**Problem to work on:**
Find the line containing "Practice step: identify the blue jacket" in the material below; copy that line and all following lines exactly.

---------- Rows ----------

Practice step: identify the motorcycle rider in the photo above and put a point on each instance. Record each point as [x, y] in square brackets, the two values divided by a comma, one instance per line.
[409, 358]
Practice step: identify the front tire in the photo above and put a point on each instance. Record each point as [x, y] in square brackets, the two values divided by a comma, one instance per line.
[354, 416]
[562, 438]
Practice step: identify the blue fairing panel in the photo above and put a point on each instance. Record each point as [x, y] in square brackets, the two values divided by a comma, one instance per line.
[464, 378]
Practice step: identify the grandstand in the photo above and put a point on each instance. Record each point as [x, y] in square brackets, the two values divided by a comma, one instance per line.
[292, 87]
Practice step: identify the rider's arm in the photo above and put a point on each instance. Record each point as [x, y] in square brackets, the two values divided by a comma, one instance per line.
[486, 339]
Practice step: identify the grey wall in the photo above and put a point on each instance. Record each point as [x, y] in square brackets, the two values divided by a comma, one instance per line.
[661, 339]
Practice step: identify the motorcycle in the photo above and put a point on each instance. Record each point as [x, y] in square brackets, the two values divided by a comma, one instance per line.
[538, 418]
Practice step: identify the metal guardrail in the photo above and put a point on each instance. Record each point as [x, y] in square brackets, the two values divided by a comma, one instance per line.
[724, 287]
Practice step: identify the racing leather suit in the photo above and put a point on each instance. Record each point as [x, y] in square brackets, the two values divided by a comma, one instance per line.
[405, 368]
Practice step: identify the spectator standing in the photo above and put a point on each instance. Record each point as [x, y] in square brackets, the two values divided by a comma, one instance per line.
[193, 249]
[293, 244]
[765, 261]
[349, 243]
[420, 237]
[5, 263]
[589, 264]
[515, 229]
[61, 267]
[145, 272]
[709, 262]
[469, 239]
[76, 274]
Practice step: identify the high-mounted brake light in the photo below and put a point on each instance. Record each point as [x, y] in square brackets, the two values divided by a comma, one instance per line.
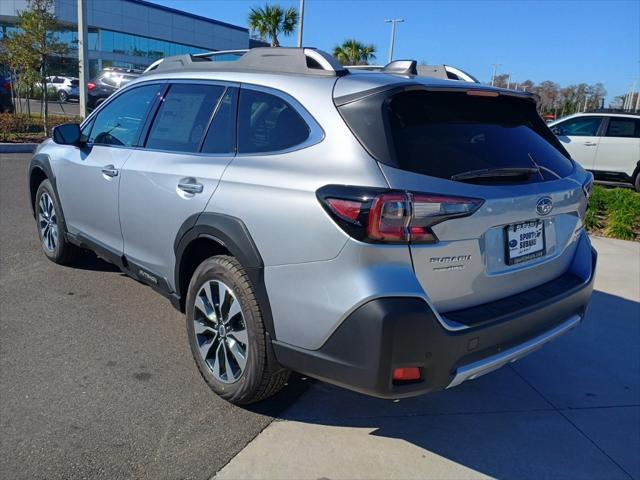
[482, 93]
[377, 215]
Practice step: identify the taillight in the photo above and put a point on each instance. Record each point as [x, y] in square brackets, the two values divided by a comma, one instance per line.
[378, 215]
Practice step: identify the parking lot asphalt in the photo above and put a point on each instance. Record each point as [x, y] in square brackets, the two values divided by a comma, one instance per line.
[569, 411]
[96, 376]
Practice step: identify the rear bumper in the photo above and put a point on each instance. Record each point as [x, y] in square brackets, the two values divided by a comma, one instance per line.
[389, 333]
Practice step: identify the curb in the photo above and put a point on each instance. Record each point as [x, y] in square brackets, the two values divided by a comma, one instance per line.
[17, 147]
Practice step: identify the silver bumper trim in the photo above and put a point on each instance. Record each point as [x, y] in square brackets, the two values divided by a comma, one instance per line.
[489, 364]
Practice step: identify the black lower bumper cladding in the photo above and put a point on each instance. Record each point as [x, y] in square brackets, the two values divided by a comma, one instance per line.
[389, 333]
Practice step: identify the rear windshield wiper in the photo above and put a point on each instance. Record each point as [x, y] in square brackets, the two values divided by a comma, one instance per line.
[499, 173]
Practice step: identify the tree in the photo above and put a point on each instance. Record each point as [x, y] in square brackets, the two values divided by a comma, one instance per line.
[30, 50]
[353, 52]
[272, 20]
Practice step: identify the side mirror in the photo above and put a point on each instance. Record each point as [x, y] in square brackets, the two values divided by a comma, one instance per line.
[67, 134]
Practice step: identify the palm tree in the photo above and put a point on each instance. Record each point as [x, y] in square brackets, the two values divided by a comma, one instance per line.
[273, 20]
[353, 52]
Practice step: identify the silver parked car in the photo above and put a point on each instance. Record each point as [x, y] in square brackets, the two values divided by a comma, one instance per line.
[67, 88]
[386, 232]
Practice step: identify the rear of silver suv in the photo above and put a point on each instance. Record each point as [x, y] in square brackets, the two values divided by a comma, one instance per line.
[386, 232]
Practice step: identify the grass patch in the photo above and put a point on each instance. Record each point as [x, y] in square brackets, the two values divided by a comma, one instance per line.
[20, 127]
[614, 212]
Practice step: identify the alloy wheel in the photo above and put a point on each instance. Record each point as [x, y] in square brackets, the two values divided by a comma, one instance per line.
[48, 222]
[220, 331]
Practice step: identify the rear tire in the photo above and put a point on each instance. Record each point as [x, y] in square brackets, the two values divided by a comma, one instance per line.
[51, 226]
[227, 335]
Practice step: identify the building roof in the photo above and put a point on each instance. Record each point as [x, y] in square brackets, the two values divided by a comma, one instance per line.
[187, 14]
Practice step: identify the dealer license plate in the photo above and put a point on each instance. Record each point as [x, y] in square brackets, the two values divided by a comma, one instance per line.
[524, 241]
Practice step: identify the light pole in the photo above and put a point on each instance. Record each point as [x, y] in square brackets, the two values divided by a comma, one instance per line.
[393, 34]
[301, 23]
[83, 56]
[495, 68]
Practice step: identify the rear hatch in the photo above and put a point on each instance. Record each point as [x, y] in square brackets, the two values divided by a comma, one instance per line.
[489, 146]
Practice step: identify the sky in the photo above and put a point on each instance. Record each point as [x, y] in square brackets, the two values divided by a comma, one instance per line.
[566, 41]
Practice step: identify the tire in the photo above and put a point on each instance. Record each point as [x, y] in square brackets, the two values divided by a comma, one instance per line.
[221, 348]
[51, 226]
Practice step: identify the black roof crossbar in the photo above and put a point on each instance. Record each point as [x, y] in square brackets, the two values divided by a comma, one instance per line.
[304, 61]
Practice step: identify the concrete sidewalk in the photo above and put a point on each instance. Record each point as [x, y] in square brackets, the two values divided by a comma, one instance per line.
[571, 410]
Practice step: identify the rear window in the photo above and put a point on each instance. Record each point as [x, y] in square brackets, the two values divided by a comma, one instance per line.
[443, 134]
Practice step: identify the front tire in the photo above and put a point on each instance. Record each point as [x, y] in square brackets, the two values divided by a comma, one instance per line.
[227, 335]
[51, 226]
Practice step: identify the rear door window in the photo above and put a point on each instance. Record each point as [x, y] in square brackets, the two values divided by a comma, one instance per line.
[183, 117]
[221, 137]
[267, 123]
[119, 122]
[581, 127]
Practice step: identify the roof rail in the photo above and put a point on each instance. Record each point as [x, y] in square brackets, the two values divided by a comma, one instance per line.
[307, 61]
[402, 67]
[410, 67]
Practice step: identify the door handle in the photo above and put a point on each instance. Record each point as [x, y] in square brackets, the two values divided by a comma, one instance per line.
[191, 187]
[110, 171]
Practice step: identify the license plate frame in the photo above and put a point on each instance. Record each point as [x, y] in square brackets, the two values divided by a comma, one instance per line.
[530, 225]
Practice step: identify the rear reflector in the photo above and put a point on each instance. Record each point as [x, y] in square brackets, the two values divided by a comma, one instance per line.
[404, 374]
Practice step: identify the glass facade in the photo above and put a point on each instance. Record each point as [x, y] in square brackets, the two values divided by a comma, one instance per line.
[116, 49]
[138, 46]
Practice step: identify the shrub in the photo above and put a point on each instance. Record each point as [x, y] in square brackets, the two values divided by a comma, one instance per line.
[614, 212]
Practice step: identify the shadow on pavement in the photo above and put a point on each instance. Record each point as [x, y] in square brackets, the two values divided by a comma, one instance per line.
[519, 421]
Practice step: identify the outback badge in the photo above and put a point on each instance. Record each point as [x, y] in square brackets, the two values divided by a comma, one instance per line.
[544, 206]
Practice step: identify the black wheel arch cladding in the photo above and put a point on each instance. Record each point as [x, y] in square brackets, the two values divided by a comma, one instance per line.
[231, 233]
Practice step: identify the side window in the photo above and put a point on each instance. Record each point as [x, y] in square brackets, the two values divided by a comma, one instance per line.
[267, 123]
[221, 137]
[581, 127]
[183, 117]
[623, 127]
[86, 130]
[118, 123]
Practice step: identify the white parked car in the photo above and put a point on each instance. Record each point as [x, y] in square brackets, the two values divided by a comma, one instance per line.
[608, 144]
[66, 87]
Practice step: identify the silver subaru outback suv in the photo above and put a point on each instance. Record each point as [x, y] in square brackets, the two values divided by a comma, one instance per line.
[387, 232]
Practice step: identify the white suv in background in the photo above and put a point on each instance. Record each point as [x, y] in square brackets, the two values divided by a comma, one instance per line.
[608, 144]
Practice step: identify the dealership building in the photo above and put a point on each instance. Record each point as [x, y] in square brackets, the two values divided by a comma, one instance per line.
[134, 33]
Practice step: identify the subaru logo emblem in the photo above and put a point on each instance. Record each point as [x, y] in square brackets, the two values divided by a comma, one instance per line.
[544, 206]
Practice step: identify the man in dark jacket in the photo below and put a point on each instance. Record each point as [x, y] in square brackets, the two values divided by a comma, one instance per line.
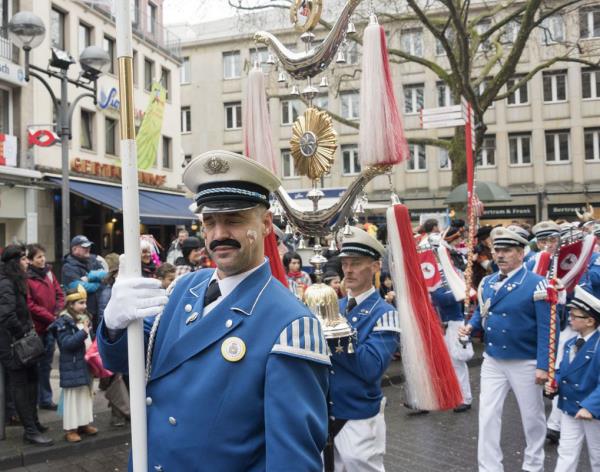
[80, 267]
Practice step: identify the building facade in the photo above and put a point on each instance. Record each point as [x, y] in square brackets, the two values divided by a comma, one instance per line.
[542, 142]
[72, 25]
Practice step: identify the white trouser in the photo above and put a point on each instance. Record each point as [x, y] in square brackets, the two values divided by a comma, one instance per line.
[460, 366]
[556, 414]
[360, 445]
[497, 378]
[572, 434]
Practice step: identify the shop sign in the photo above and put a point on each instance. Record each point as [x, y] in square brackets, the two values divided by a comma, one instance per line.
[112, 172]
[566, 210]
[12, 73]
[504, 212]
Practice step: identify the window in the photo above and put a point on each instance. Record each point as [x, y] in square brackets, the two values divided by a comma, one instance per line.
[185, 71]
[444, 159]
[87, 129]
[186, 119]
[444, 95]
[167, 155]
[487, 154]
[519, 148]
[110, 136]
[165, 80]
[520, 95]
[233, 115]
[591, 137]
[148, 74]
[417, 160]
[557, 146]
[85, 36]
[590, 83]
[57, 29]
[589, 22]
[290, 109]
[555, 86]
[232, 65]
[350, 105]
[109, 47]
[553, 29]
[261, 55]
[413, 98]
[287, 164]
[350, 162]
[411, 41]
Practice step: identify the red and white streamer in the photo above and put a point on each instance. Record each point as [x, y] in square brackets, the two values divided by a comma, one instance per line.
[431, 380]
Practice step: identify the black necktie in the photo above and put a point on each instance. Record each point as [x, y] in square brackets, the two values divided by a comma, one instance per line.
[212, 292]
[351, 304]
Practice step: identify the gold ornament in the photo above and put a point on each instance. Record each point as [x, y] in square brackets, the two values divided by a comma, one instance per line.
[313, 143]
[305, 14]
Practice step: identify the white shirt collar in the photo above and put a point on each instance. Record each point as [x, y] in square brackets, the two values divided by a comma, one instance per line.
[363, 296]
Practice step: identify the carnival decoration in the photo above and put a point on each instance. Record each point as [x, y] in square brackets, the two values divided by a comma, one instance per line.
[431, 380]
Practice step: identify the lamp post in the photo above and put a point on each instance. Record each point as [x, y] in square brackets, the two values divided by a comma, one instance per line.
[27, 30]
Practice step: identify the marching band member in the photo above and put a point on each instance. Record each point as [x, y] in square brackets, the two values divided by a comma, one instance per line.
[357, 424]
[514, 316]
[578, 385]
[239, 367]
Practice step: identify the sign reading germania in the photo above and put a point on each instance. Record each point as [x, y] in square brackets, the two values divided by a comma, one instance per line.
[112, 172]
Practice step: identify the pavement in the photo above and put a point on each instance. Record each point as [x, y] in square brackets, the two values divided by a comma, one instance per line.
[438, 441]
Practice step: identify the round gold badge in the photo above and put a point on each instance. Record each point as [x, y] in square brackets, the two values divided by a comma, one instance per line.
[233, 349]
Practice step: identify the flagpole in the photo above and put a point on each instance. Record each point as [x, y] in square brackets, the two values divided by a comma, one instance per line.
[131, 230]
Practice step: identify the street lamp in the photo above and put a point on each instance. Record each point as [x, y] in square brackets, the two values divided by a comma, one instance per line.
[27, 30]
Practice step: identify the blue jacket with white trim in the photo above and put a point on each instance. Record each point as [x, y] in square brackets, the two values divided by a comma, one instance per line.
[265, 411]
[516, 318]
[579, 381]
[355, 380]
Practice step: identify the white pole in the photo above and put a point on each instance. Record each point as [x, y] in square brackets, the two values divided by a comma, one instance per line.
[131, 232]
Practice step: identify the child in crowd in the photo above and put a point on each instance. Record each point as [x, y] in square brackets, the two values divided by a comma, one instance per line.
[166, 274]
[578, 385]
[72, 332]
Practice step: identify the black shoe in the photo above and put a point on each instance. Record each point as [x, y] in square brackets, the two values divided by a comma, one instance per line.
[552, 436]
[49, 406]
[462, 408]
[38, 439]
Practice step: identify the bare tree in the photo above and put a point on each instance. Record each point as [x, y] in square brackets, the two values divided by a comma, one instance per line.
[482, 45]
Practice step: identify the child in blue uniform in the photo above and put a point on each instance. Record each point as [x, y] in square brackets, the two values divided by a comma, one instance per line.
[578, 385]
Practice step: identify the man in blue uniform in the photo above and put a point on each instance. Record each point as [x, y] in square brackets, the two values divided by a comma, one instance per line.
[514, 316]
[239, 368]
[357, 420]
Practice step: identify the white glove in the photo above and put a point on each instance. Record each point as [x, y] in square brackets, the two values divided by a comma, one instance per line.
[134, 298]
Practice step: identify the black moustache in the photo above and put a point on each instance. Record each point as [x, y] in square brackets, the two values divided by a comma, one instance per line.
[225, 242]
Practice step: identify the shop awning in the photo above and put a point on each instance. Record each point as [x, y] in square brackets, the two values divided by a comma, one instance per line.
[156, 208]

----------

**Result for this task:**
Practice step: identify the blue jacket with white trim in the photo above and put a point on each instance. Record each point as [x, y] in square brackets, the two values divided by a comma, one instance per line.
[265, 411]
[516, 318]
[579, 381]
[355, 380]
Practice step: identify the white pole in the photo above and put a point on each instance. Record each point as [x, y] in square brackets, the two values divided by a comma, one instance per line.
[131, 232]
Practice step: identify the child in crowd in the photo above and put a point on each instance. Record each point as [x, y] in square brackets, the two values divided by a comma, one instance per line.
[166, 274]
[578, 385]
[72, 332]
Practice step: identify the black shoe in the photo above and put a point on each instance. Record each point as [x, y] in square brackets, the two values divided by a comma, one instance per line.
[552, 436]
[49, 406]
[462, 408]
[38, 439]
Practice step: identify the bare tree in the photo above and put a point on each instance. Record each point as [x, y] in square brackets, the two values divided by a comma, one instance per line.
[482, 45]
Practice step: identify the child in blue uniform in the photo above and put a point on each instance. Record each point as [x, y] in square brackets, the two values divided by a comma, one instance per line.
[578, 385]
Practice step: identify the man in blue uniform in the photo above and put a point on each instance. Record each point as [x, y] in square brackets, the two values divided by a comma, one instance per line.
[514, 316]
[239, 368]
[357, 420]
Practice step: identify the white glove in the photo above and put a point on each instance. Record each point as [x, y] in square brackets, the two values divided by a comma, one instance per line.
[134, 298]
Practice step: identify the black moustache in the photo above and put a point on each instance. Record each point as [x, y] in square brackets, the two values divided by a comma, one instance per line.
[225, 242]
Practice step: identify the shop awning in the photo above and put a point on each instance. Record each point as [x, y] in square brackets, the two values divided by a comma, one instance per line.
[156, 208]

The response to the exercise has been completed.